--- Blocco di testo ---

L’altro trattamento raccomandato ai tempi di Ippocrate per trattare l’isteria è il massaggio delle parti genitali.

Non solo nell’antichità, ma anche nel Medioevo, nel Rinascimento e in Epoca Moderna, il massaggio manuale della vulva da parte di un sanitario, rappresentava la cura di elezione fino agli anni ‘20. L’orgasmo ottenuto con la pratica non veniva mai qualificato come tale, si trattava di un intervento medico destinato a provocare “crisi isterica” per purificare il corpo dagli umori nocivi della donna.

Nel 1653 un famoso medico olandese Peter Van Forest, pubblica un articolo dedicato alle malattie femminili. Per curare l’isteria consigliava che alla donna venissero massaggiati i genitali da una levatrice: questa pratica veniva definita stimolazione parossistica.

Nel 1869, con il medico inglese George Taylor, fa la sua comparsa il vibratore, un presidio medico per curare le donne affette da isteria, per sostituire gli estenuanti massaggi vulvari manuali effettuati dai medici.

Il vantaggio del vibratore era costituito da un punto di vista simbolico dal fatto che assomigliava ad un pene e quindi le donne raggiungevano l’ orgasmo in tempi più brevi. Successivamente il vibratore viene perfezionato dal dott Joseph Mortimer Granville che costruisce i primi prototipi elettrici.

E così negli anni venti i primi esemplari appaiono nei film porno, e da presidi medici diventano presidio ludico.


In una società dove la sessualità femminile non aveva spazio, la produzione di orgasmi clinici rappresentava una valvola di sicurezza, relegando il piacere femminile all’interno degli ambulatori medici.

---

Compito 1 :: Secondo il testo sull'isteria, in quale anno compare il vibratore con il medico inglese George Taylor?
Compito 2 :: Estrai per favore dal testo sull'isteria il brano che va da "Nel 1869, con" fino a "degli ambulatori medici." compreso.

--- Voci elencate ---

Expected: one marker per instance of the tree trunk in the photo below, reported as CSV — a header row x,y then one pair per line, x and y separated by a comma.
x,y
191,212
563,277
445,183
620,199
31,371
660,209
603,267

---

Risultato 1 :: Nel 1869.

Risultato 2 ::
Nel 1869, con il medico inglese George Taylor, fa la sua comparsa il vibratore, un presidio medico per curare le donne affette da isteria, per sostituire gli estenuanti massaggi vulvari manuali effettuati dai medici.

Il vantaggio del vibratore era costituito da un punto di vista simbolico dal fatto che assomigliava ad un pene e quindi le donne raggiungevano l’ orgasmo in tempi più brevi. Successivamente il vibratore viene perfezionato dal dott Joseph Mortimer Granville che costruisce i primi prototipi elettrici.

E così negli anni venti i primi esemplari appaiono nei film porno, e da presidi medici diventano presidio ludico.


In una società dove la sessualità femminile non aveva spazio, la produzione di orgasmi clinici rappresentava una valvola di sicurezza, relegando il piacere femminile all’interno degli ambulatori medici.